### Texto

+===+

Para un joven de 20 años o menos, lo único que ha conocido como experiencia política es ver a un señor hacendado que, no contento con haber sido presidente durante dos períodos, se ha negado a retirarse de la política y ha querido hegemonizar la conducción de la nación convirtiendo a Colombia en su finca particular. Son casi 20 años de autoritarismo, corrupción, genocidio, plutocracia, saboteo a la paz y una visión conservadora de la vida. Un régimen vertebrado por un modelo económico neoliberal que a veces lograr crear espejismos cuando hay bonanza de los commodities, pero fracasa rotundamente cuando las vacas flacas revelan la precariedad de las clases medias y la marginalidad de los sectores populares urbanos, campesinos e indígenas en contraste con los privilegios de las élites.
“Si la izquierda no es capaz de marcar la diferencia en el ejercicio de una parcela de poder, entonces no es izquierda”.
Resulta claro entonces que la rebeldía popular a lo largo y ancho del país confronta al gobierno nacional de extrema derecha, que ya ni siquiera es bien visto por Estados Unidos, dado que el uribismo también se entrometió en la política interna de ese país ubicándose del lado de Trump… y perdió. El uribismo tiene un panorama oscuro de cara a las elecciones de 2022 y evidencia peligrosos signos de desesperación. Pero lo que es oscuro para Uribe es luminoso para la nación. La defectuosa democracia colombiana podría estar ad portas de una revitalización si por primera vez en la historia se logra la alternancia en el poder ejecutivo, como señalamos en pasada columna.
Sin embargo, hay un hecho que pareciera no encajar en toda esta coyuntura. La ciudad de Cali, gobernada por el partido verde, ha sido el epicentro de la explosión social y política. El partido verde es un cascarón de avales a diestra y siniestra, carente de proyecto político y que amalgama a diferentes sectores, unos de centroizquierda, otros de centroderecha, y por tanto está atravesado por una fractura tectónica que genera sismos recurrentes. Su personería jurídica es una especie de propiedad privada de Carlos Ramón González Merchán, un santandereano de bajo perfil que tuvo rango militar en el M-19.

+===+

### Registros almacenados
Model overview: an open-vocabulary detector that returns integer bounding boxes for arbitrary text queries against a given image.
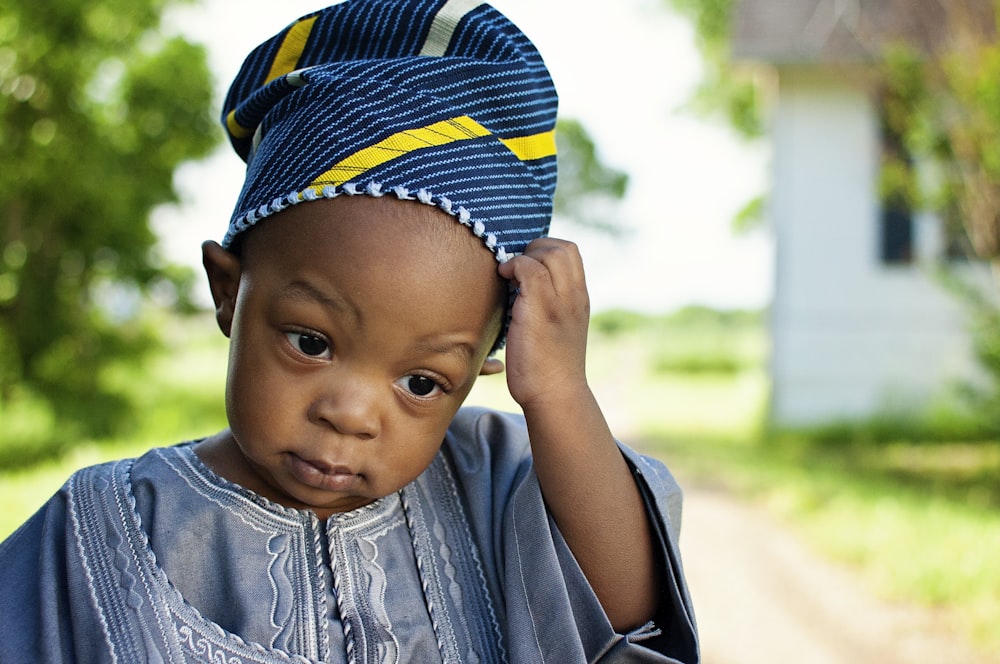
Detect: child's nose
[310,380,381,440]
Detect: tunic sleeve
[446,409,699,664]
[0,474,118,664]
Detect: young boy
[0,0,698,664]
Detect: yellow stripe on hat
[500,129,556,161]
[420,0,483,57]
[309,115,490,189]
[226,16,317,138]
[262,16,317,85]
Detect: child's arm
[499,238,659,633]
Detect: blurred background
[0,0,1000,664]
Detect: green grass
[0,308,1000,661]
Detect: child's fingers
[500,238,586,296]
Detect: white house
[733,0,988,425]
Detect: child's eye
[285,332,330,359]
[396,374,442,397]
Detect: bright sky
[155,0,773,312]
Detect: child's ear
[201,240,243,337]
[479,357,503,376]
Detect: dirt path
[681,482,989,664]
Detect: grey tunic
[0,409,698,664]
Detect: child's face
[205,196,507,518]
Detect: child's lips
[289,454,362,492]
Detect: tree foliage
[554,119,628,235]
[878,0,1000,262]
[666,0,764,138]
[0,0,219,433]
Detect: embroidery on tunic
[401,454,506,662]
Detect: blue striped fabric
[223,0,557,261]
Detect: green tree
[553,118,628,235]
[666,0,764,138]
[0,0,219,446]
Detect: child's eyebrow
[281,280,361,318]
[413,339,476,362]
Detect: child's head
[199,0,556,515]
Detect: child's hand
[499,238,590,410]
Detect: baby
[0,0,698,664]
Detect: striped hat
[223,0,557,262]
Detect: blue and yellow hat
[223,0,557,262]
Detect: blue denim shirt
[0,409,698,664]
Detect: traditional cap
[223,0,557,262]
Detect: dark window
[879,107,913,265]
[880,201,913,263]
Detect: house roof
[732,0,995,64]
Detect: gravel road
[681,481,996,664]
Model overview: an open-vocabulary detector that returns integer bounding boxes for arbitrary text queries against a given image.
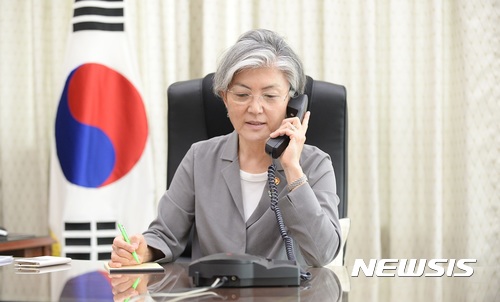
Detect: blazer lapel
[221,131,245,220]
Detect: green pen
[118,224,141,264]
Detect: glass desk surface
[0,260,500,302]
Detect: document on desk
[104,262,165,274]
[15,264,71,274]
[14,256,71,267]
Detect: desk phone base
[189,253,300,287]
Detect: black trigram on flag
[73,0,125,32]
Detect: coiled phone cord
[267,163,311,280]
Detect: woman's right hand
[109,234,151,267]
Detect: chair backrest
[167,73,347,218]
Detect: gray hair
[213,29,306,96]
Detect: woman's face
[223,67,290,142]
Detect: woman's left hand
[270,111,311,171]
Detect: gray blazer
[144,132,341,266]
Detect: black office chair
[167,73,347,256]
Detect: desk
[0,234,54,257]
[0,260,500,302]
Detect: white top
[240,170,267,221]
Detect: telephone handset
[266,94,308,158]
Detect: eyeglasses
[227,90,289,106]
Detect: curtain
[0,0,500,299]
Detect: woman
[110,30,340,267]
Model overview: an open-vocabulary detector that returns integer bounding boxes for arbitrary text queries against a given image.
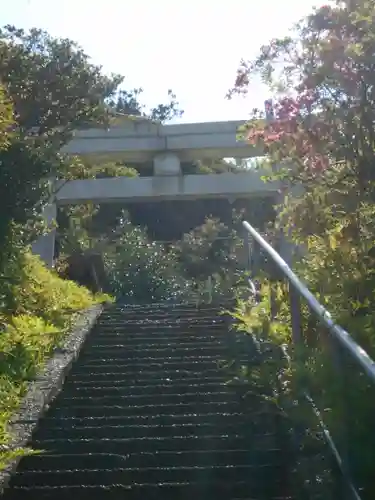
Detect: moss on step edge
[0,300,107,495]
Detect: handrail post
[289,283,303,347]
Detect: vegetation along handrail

+===+

### Enunciado del ejercicio
Contesta estas preguntas con base en el texto sobre la política colombiana:
1. ¿Cuántos años de autoritarismo, corrupción y plutocracia se mencionan?
2. ¿De cara a qué elecciones tiene el uribismo un panorama oscuro?
3. ¿Qué ciudad ha sido el epicentro de la explosión social y política, y qué partido la gobierna?

### Respuesta completa
1. Casi 20 años.
2. Las elecciones de 2022.
3. Cali, gobernada por el partido verde.